MATERIAL FOR THIS TASK
○ ○ ○
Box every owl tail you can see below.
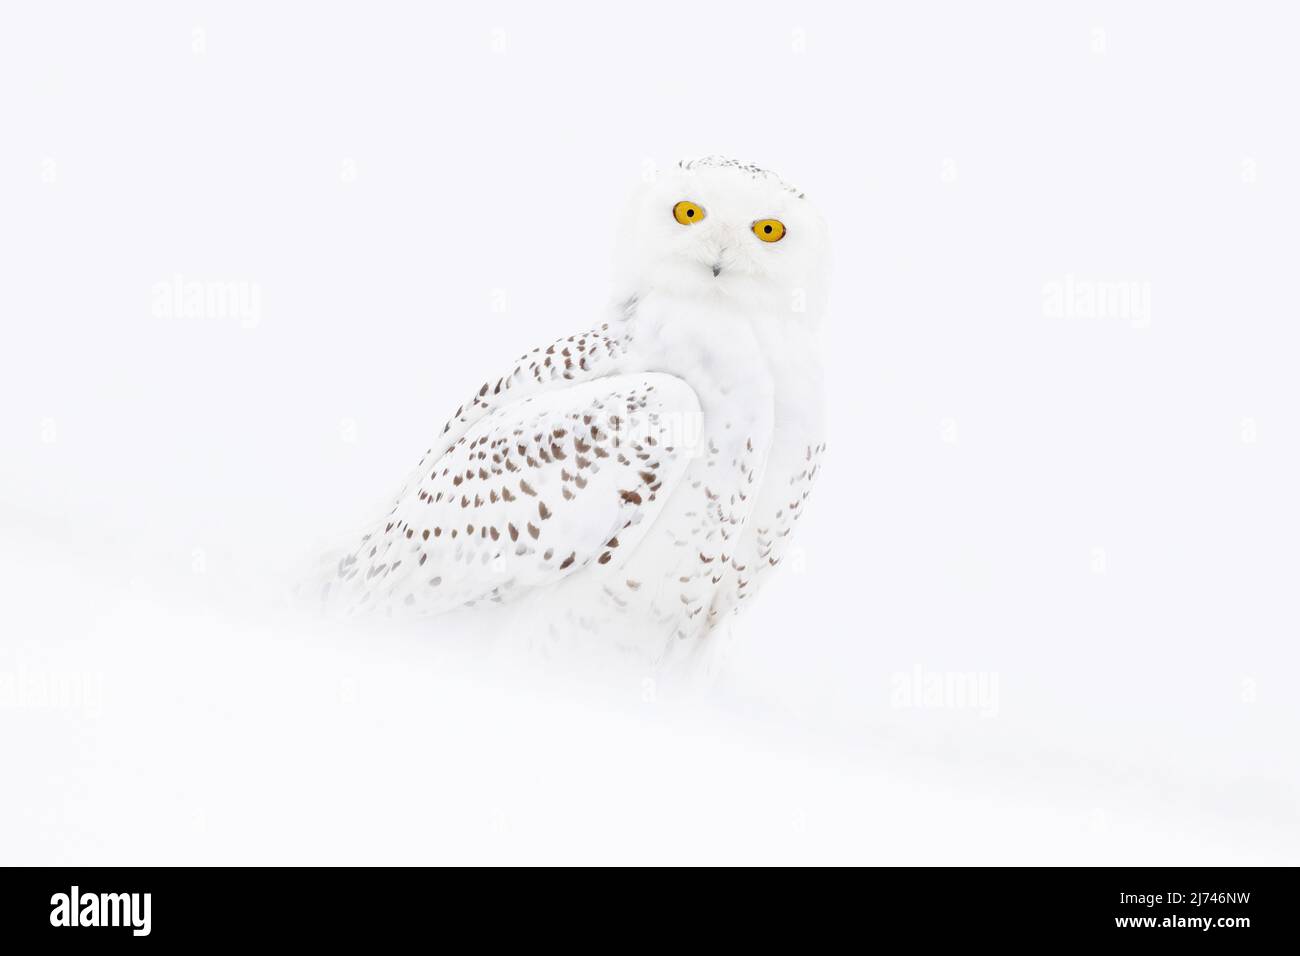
[283,527,371,618]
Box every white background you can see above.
[1,2,1297,864]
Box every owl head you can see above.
[615,157,832,323]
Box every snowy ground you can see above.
[3,510,1295,865]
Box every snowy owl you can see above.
[324,157,830,671]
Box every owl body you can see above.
[325,158,831,669]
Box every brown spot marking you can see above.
[558,552,576,570]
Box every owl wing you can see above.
[326,372,701,616]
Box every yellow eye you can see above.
[673,200,705,225]
[752,219,786,242]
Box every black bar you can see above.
[0,866,1292,944]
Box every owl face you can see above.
[616,158,831,321]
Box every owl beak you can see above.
[711,263,722,277]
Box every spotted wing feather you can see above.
[326,373,700,616]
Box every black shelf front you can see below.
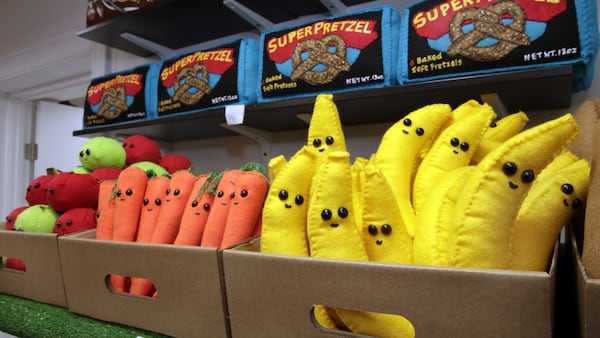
[73,65,573,142]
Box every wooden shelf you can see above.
[73,65,573,142]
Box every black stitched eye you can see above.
[155,199,161,206]
[203,203,211,211]
[460,142,470,152]
[381,224,392,235]
[503,162,518,176]
[56,221,62,228]
[86,149,91,155]
[279,190,288,200]
[217,191,224,198]
[403,118,412,127]
[126,189,133,196]
[490,122,497,128]
[321,209,332,220]
[173,189,181,196]
[450,138,460,147]
[368,225,377,235]
[241,190,249,198]
[115,190,121,197]
[521,170,535,183]
[416,128,425,136]
[192,200,198,207]
[230,192,236,199]
[338,207,348,218]
[295,195,304,205]
[166,189,171,195]
[561,183,574,194]
[66,220,73,226]
[313,138,322,147]
[79,151,84,158]
[34,183,41,188]
[143,199,149,206]
[325,136,334,145]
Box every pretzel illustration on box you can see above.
[156,38,258,117]
[399,0,599,91]
[258,6,401,103]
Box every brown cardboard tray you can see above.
[223,237,557,338]
[58,229,229,338]
[0,226,67,307]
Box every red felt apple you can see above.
[25,175,54,205]
[46,173,99,213]
[5,206,28,230]
[159,154,192,174]
[53,207,98,235]
[123,134,162,166]
[90,167,122,182]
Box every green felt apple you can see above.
[13,205,60,233]
[79,136,126,171]
[129,161,169,178]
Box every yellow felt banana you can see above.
[307,151,414,338]
[374,104,453,237]
[537,150,579,177]
[360,162,413,264]
[306,94,347,165]
[267,154,287,182]
[472,111,529,164]
[412,101,496,215]
[351,156,369,233]
[510,158,590,271]
[413,165,474,267]
[260,146,316,257]
[447,113,579,269]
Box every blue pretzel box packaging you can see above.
[258,6,401,103]
[83,63,159,128]
[155,38,258,117]
[399,0,599,92]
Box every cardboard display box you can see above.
[0,226,67,307]
[223,238,557,338]
[58,230,229,338]
[570,226,600,338]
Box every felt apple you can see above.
[122,134,162,166]
[5,258,26,271]
[90,167,122,182]
[25,175,54,205]
[46,172,100,213]
[53,208,97,235]
[5,206,28,230]
[129,161,169,178]
[159,154,192,174]
[79,136,126,171]
[14,205,60,233]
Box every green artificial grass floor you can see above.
[0,293,169,338]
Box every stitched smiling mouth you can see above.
[330,223,339,228]
[318,148,325,152]
[376,240,383,245]
[508,181,519,189]
[285,204,292,208]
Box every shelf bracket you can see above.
[120,32,175,60]
[320,0,349,16]
[219,123,274,167]
[223,0,275,32]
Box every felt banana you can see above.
[260,146,316,257]
[360,162,413,264]
[510,158,590,271]
[351,156,369,233]
[374,104,453,237]
[472,111,529,164]
[413,165,474,267]
[307,150,414,338]
[412,101,496,215]
[447,113,579,269]
[306,94,347,165]
[267,154,287,182]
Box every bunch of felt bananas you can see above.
[260,94,589,337]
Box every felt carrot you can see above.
[95,180,116,240]
[200,169,239,247]
[173,173,215,246]
[135,175,170,243]
[220,163,269,249]
[111,166,148,293]
[149,170,198,244]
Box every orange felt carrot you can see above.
[135,175,170,243]
[173,173,215,246]
[149,170,198,245]
[220,163,269,249]
[200,169,239,247]
[95,180,117,241]
[110,166,148,293]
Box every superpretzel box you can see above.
[399,0,599,92]
[258,6,401,103]
[156,37,258,117]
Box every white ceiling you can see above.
[0,0,92,103]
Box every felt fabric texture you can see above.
[5,206,28,230]
[0,293,167,338]
[122,134,162,166]
[52,208,98,236]
[95,180,117,241]
[45,173,100,213]
[78,136,126,170]
[200,170,239,247]
[159,154,192,174]
[135,175,170,244]
[25,175,54,206]
[14,205,60,233]
[173,174,214,246]
[129,161,169,178]
[89,167,122,182]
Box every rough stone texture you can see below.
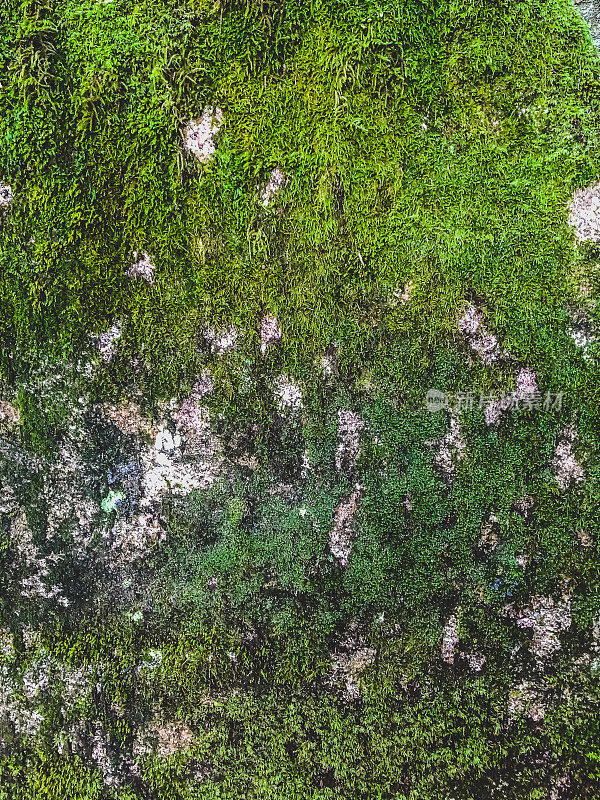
○ ○ ○
Copy out all of the entries exactly as they stand, with no pictures in your copy.

Box every owl tail you can see below.
[283,527,371,618]
Box every white background you can see above.
[1,2,1297,864]
Box every owl head you can see above.
[615,157,832,323]
Box every snowy ground you can see above.
[3,510,1295,865]
Box every snowy owl you can see above.
[324,157,830,671]
Box every owl body you can see above.
[325,158,831,669]
Box every brown spot marking you can see above.
[558,552,576,570]
Box every owl wing you can see above.
[326,372,701,616]
Box every yellow eye you can see above.
[673,200,705,225]
[752,219,786,242]
Box every black bar you can see above.
[0,866,1292,944]
Box every owl face you can see above.
[616,158,831,321]
Box every owl beak you can see above.
[711,263,722,277]
Box every spotted wing feather you can see above.
[326,373,700,616]
Box every black shelf front you can see below.
[73,65,573,142]
Box every wooden shelf you can see above.
[73,65,573,142]
Box every black stitched eye you can see above.
[155,199,161,206]
[203,203,211,211]
[460,142,470,152]
[381,224,392,235]
[503,162,518,176]
[56,221,62,228]
[86,149,91,155]
[279,190,288,200]
[217,191,224,198]
[403,118,412,127]
[126,189,133,196]
[490,122,497,128]
[321,209,332,220]
[173,189,181,196]
[450,138,460,147]
[368,225,377,235]
[241,190,249,198]
[115,190,121,197]
[521,170,535,183]
[416,128,425,136]
[192,200,198,207]
[230,192,236,199]
[338,207,348,218]
[295,195,304,205]
[166,189,171,195]
[561,183,574,194]
[66,220,73,226]
[313,138,322,147]
[79,151,84,158]
[34,183,41,188]
[143,199,149,206]
[325,136,334,145]
Box every pretzel illustration on box you can see above.
[156,38,258,117]
[399,0,599,91]
[258,6,401,103]
Box every brown cardboard tray you can see above.
[223,237,557,338]
[58,229,229,338]
[0,226,67,307]
Box every red felt apple you can see above.
[25,175,54,205]
[46,173,99,213]
[5,206,28,230]
[159,154,192,174]
[53,207,98,235]
[123,134,162,166]
[90,167,122,182]
Box every green felt apple you can see above.
[13,205,60,233]
[79,136,126,171]
[129,161,169,178]
Box every yellow felt banana you can see above.
[307,151,414,338]
[374,104,453,237]
[537,150,579,177]
[360,162,413,264]
[306,94,347,165]
[267,154,287,182]
[472,111,529,164]
[412,101,496,215]
[351,156,369,233]
[510,158,590,271]
[413,165,474,267]
[260,146,316,257]
[447,113,579,269]
Box every blue pretzel box packaging you can see above.
[258,6,401,103]
[83,63,159,128]
[155,38,258,117]
[399,0,599,92]
Box every cardboard display box you can see above.
[0,226,67,307]
[223,238,557,338]
[58,230,229,338]
[570,226,600,338]
Box every felt apple you can see above.
[122,134,162,166]
[5,258,26,271]
[90,167,122,182]
[25,175,54,205]
[46,172,100,213]
[53,208,97,235]
[5,206,28,230]
[129,161,169,178]
[159,154,192,174]
[79,136,126,171]
[14,205,60,233]
Box every green artificial grass floor you can see above.
[0,293,169,338]
Box every stitched smiling mouth you can see above.
[330,223,339,228]
[318,148,325,152]
[376,240,383,245]
[508,181,519,189]
[285,204,292,208]
Box every shelf bracket you can see above.
[120,32,175,60]
[320,0,349,16]
[219,123,274,167]
[223,0,275,32]
Box every felt banana you can see above.
[260,146,316,257]
[360,162,413,264]
[510,158,590,271]
[351,156,369,233]
[374,104,453,237]
[472,111,529,164]
[413,165,474,267]
[307,150,414,338]
[412,101,496,215]
[447,113,579,269]
[306,94,347,165]
[267,154,287,182]
Box every bunch of felt bananas you can see above.
[260,94,589,337]
Box every felt carrot you can see above.
[95,180,116,240]
[200,169,239,247]
[173,173,215,246]
[135,175,170,243]
[220,163,269,249]
[111,166,148,293]
[149,170,198,244]
Box every orange felt carrot you can see above.
[135,175,170,243]
[173,173,215,246]
[149,170,198,245]
[220,163,269,249]
[200,169,239,247]
[95,180,117,241]
[110,166,148,293]
Box every superpretzel box you can see above.
[399,0,599,92]
[258,6,401,103]
[156,37,258,117]
Box every white ceiling you can see above.
[0,0,92,103]
Box every felt fabric texture you can see above.
[5,206,28,230]
[0,293,167,338]
[122,134,162,166]
[52,208,98,236]
[95,180,117,241]
[45,173,100,213]
[78,136,126,170]
[200,170,239,247]
[159,154,192,174]
[135,175,170,244]
[25,175,54,206]
[14,205,60,233]
[173,174,214,246]
[129,161,169,178]
[89,167,122,182]
Box every rough stone texture you can see below.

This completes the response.